Instructions for the task:
Render the lines below as a Markdown table with two columns, Row and Line, numbering each line in order and skipping any blank ones.

Dataset:

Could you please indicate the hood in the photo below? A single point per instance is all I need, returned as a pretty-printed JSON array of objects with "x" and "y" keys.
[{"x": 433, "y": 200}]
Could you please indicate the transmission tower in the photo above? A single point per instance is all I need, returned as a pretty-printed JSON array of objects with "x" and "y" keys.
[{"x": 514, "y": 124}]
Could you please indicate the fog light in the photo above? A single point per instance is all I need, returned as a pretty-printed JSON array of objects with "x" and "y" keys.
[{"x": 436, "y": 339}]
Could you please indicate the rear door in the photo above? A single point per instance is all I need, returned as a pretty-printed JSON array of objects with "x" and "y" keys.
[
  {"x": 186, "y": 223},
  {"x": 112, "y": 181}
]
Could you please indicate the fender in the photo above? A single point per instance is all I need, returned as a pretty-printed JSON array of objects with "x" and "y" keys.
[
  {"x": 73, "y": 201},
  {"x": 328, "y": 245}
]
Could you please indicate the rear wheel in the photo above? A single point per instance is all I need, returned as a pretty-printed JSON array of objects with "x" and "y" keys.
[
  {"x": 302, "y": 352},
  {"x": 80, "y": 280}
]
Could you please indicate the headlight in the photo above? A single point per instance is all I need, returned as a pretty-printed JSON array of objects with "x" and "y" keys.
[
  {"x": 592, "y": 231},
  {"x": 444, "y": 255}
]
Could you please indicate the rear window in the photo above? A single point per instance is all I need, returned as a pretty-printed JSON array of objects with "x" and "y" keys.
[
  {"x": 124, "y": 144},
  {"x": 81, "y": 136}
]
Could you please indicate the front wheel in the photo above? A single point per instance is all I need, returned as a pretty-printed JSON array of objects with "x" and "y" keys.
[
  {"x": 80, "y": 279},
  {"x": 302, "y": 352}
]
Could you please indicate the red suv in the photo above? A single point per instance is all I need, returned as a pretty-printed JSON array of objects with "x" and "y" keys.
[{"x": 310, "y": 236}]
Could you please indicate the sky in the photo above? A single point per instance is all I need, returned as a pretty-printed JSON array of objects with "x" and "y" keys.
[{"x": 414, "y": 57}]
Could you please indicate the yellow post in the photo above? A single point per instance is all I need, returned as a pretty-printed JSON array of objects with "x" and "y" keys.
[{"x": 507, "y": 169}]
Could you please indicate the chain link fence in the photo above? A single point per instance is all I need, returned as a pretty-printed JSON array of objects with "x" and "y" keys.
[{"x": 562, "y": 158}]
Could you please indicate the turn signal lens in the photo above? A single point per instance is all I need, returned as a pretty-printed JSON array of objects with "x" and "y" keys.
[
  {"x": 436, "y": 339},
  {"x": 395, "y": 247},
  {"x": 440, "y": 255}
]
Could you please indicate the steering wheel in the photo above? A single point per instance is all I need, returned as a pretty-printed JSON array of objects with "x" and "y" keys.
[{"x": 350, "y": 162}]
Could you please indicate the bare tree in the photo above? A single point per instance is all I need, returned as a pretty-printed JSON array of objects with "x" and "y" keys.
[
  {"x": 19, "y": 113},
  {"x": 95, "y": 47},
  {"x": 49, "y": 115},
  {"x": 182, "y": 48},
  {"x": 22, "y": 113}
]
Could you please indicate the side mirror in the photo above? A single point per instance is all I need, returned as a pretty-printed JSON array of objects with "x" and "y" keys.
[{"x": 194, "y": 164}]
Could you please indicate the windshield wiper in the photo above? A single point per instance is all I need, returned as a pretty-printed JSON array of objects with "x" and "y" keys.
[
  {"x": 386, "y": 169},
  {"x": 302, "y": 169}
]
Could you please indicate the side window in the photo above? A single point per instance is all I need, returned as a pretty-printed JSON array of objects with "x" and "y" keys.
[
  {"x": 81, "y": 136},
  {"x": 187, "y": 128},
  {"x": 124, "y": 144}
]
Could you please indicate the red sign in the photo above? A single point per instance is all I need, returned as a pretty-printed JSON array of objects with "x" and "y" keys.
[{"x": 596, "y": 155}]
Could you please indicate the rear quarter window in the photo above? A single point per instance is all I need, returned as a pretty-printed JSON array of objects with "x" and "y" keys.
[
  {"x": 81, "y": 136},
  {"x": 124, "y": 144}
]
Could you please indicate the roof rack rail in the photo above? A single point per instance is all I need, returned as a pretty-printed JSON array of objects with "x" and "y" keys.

Response to the exercise:
| Row | Line |
|---|---|
| 1 | Could you please indicate the hood in the photo below? A single point per instance is all I need, returned as a pretty-printed JSON array of objects with "x" and "y" keys. |
| 2 | [{"x": 433, "y": 200}] |
| 3 | Could you please indicate the transmission tower in the photo above? A single point per instance is all I need, returned as a pretty-printed JSON array of objects with "x" and "y" keys. |
| 4 | [{"x": 514, "y": 124}] |
| 5 | Could you please indicate the fog light in the photo above? A single point per instance is all I need, returned as a pretty-printed JSON array of objects with "x" and "y" keys. |
| 6 | [{"x": 436, "y": 339}] |
| 7 | Could you please indicate the rear door in the photo above? A single point per instance is all I need, returned as a pretty-printed JSON array of objects with "x" and "y" keys. |
| 8 | [ |
| 9 |   {"x": 186, "y": 223}, |
| 10 |   {"x": 112, "y": 181} |
| 11 | ] |
| 12 | Could you please indicate the fender in the photo above? A single point per instance is all I need, returned as a pretty-printed JSON array of objects with "x" and "y" keys. |
| 13 | [ |
| 14 |   {"x": 73, "y": 201}, |
| 15 |   {"x": 328, "y": 245} |
| 16 | ] |
| 17 | Could you please indicate the rear wheel in the photo above? A single point per instance is all I need, returned as a pretty-printed JSON array of objects with "x" and "y" keys. |
| 18 | [ |
| 19 |   {"x": 302, "y": 352}, |
| 20 |   {"x": 80, "y": 280} |
| 21 | ] |
| 22 | Could you please indicate the headlight in the photo above? A single point per instance is all I need, returned as a pretty-printed JSON array of objects with "x" and "y" keys. |
| 23 | [ |
| 24 |   {"x": 592, "y": 231}, |
| 25 |   {"x": 444, "y": 255} |
| 26 | ] |
| 27 | Could you please indicate the rear window in the photo above? A single point per instance is all I need, returned as a pretty-printed JSON array of objects with "x" and "y" keys. |
| 28 | [ |
| 29 |   {"x": 124, "y": 144}, |
| 30 |   {"x": 81, "y": 136} |
| 31 | ] |
| 32 | Could you please indicate the front wheel in the photo above? A single point per instance is all I need, returned as a pretty-printed JSON array of objects with "x" and "y" keys. |
| 33 | [ |
| 34 |   {"x": 80, "y": 279}, |
| 35 |   {"x": 302, "y": 352} |
| 36 | ] |
| 37 | Could you please indicate the red suv in the photo above? A single point per instance is all I need, returned as a pretty-printed JSON array of objects with "x" and "y" keys. |
| 38 | [{"x": 310, "y": 236}] |
| 39 | Could you please indicate the sky in the photo above? A single point per instance is all I need, returned as a pretty-printed JSON array of objects with "x" and "y" keys. |
| 40 | [{"x": 414, "y": 57}] |
| 41 | Could you please indicate the yellow post in the photo above? A single point per instance is all I need, returned as a pretty-printed JSON array of objects with "x" and "y" keys. |
| 42 | [{"x": 507, "y": 169}] |
| 43 | Could you please indicate the chain link fence in the photo above? A single point per instance is all I need, returned as a pretty-printed JSON array of objects with "x" and "y" keys. |
| 44 | [{"x": 562, "y": 158}] |
| 45 | Could you please indicate the turn signal lens in the photo above? A single point per instance is all I need, returned as a pretty-printed JSON array of objects with "x" and "y" keys. |
| 46 | [ |
| 47 |   {"x": 436, "y": 339}, |
| 48 |   {"x": 395, "y": 247}, |
| 49 |   {"x": 440, "y": 255} |
| 50 | ] |
| 51 | Could you please indicate the steering wheel in the photo above? A single point per instance is all I need, returned as a pretty-printed JSON array of objects with "x" and "y" keys. |
| 52 | [{"x": 350, "y": 162}] |
| 53 | Could you please indicate the bare tree in the photo above? A single point per instance is all I need, returned as a pretty-printed JSON array of objects with "x" and "y" keys. |
| 54 | [ |
| 55 |   {"x": 19, "y": 113}, |
| 56 |   {"x": 95, "y": 47}, |
| 57 |   {"x": 49, "y": 115}, |
| 58 |   {"x": 182, "y": 48}, |
| 59 |   {"x": 22, "y": 113} |
| 60 | ] |
| 61 | Could you please indicate the side mirror in the photo above? A single point per instance is all I need, returned as a pretty-printed JSON array of objects with "x" and "y" keys. |
| 62 | [{"x": 194, "y": 164}] |
| 63 | Could you please indicate the windshield wiper in the photo above? A single point per instance is all I need, returned as a pretty-printed JSON array of objects with "x" and "y" keys. |
| 64 | [ |
| 65 |   {"x": 386, "y": 169}, |
| 66 |   {"x": 302, "y": 169} |
| 67 | ] |
| 68 | Could you please indicate the side window in the photo above? A single point per instance is all I need, returned as a pretty-printed JSON array of objects with "x" and "y" keys. |
| 69 | [ |
| 70 |   {"x": 81, "y": 136}, |
| 71 |   {"x": 187, "y": 128}, |
| 72 |   {"x": 124, "y": 144} |
| 73 | ] |
| 74 | Could you please indicate the red sign in the photo above? A single point per instance is all I need, returned as a pretty-printed JSON array of objects with "x" and "y" keys. |
| 75 | [{"x": 596, "y": 155}] |
| 76 | Could you please indicate the rear quarter window in the photo above? A single point per instance is all I need, returned as a pretty-printed JSON array of objects with "x" and "y" keys. |
| 77 | [ |
| 78 |   {"x": 81, "y": 136}, |
| 79 |   {"x": 124, "y": 144} |
| 80 | ] |
| 81 | Could you please indicate the roof rack rail in the photo above? A single point per instance is all I need, returned as a pretty-printed JSON array of objects with "x" and "y" keys. |